>> start Data supplied
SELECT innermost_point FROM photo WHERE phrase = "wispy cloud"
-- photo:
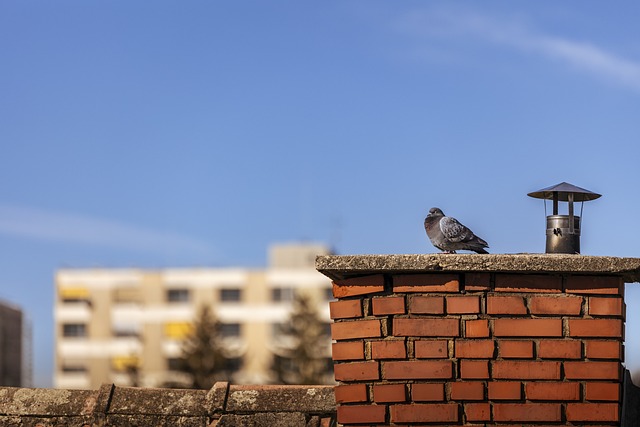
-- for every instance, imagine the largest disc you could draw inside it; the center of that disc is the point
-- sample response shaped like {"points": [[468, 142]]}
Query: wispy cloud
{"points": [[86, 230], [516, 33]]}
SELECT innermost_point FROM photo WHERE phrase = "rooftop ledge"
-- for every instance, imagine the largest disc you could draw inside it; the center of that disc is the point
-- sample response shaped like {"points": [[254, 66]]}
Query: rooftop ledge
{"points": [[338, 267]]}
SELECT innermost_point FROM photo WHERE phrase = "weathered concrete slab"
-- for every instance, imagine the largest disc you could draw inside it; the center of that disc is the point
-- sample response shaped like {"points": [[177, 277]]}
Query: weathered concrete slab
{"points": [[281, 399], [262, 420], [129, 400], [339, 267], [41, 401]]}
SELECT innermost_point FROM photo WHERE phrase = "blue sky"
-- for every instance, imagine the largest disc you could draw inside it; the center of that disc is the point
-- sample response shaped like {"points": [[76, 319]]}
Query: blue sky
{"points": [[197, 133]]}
>> end Data supplied
*What to work on*
Please convert every line of the material above into a Markdown table with the columns Row and Material line, skipping blank lines and leaving out the pictures.

*Solution*
| Row | Material line |
|---|---|
| 1 | SELECT innermost_point FROM photo WHERE phrase = "wispy cloud" |
| 2 | -- photo: |
| 3 | -- for every instance, imagine the largest disc you could draw inside it; the center of that disc is the point |
| 4 | -- sample response shaped like {"points": [[468, 142]]} |
| 5 | Query: wispy cloud |
| 6 | {"points": [[86, 230], [516, 33]]} |
| 7 | SELECT innermost_point FROM photo WHERE phrase = "rooftop ledge" |
| 8 | -- for every instance, imagine the largest disc you could draw inside it; the center of that disc is the point |
| 9 | -- sample response shaped like {"points": [[254, 66]]} |
| 10 | Query: rooftop ledge |
| 11 | {"points": [[338, 267]]} |
| 12 | SELECT innermost_point FROM photo WHERE phrase = "weathered concrete slab" |
| 13 | -- for every instance, imagine the largest disc you could draw inside it; the center of that disc is the point |
| 14 | -- sample response shaped like {"points": [[177, 277]]} |
| 15 | Query: weathered concrete slab |
| 16 | {"points": [[281, 399], [262, 420], [129, 400], [339, 267], [41, 401]]} |
| 17 | SELECT innermost_point FROM photo WHERE phrase = "blue sky" |
| 18 | -- for every instance, imagine the largest disc you could draw inside it; the center of that disc is the point |
| 19 | -- sample response shaped like {"points": [[76, 319]]} |
| 20 | Query: blue sky |
| 21 | {"points": [[197, 133]]} |